### WRITTEN INSTRUCTION
Which lines in the items below contain the word "upper"? Pick out each one and copy it.

-------- DATASET RECORDS

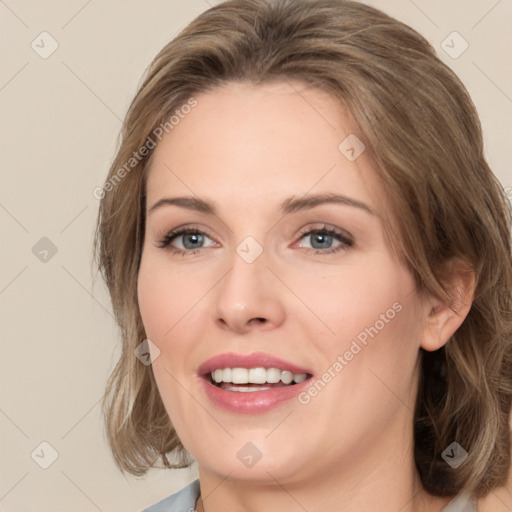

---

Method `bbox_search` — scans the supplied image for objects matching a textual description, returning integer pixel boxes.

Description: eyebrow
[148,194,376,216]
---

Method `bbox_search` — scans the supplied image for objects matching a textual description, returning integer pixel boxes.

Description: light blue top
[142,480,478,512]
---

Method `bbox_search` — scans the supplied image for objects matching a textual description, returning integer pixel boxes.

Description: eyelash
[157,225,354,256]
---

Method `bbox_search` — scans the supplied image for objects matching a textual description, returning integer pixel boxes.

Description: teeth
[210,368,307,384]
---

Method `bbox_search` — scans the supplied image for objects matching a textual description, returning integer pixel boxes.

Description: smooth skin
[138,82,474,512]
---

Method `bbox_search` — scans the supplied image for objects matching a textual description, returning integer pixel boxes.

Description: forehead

----------------
-------- DATASET RECORDS

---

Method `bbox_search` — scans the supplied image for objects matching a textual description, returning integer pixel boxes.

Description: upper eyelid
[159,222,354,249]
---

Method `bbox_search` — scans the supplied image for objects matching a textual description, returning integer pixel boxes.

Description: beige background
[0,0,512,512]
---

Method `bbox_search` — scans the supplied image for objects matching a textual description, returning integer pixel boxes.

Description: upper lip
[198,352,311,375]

----------------

### FULL OUTPUT
Description: upper eyelid
Description: upper lip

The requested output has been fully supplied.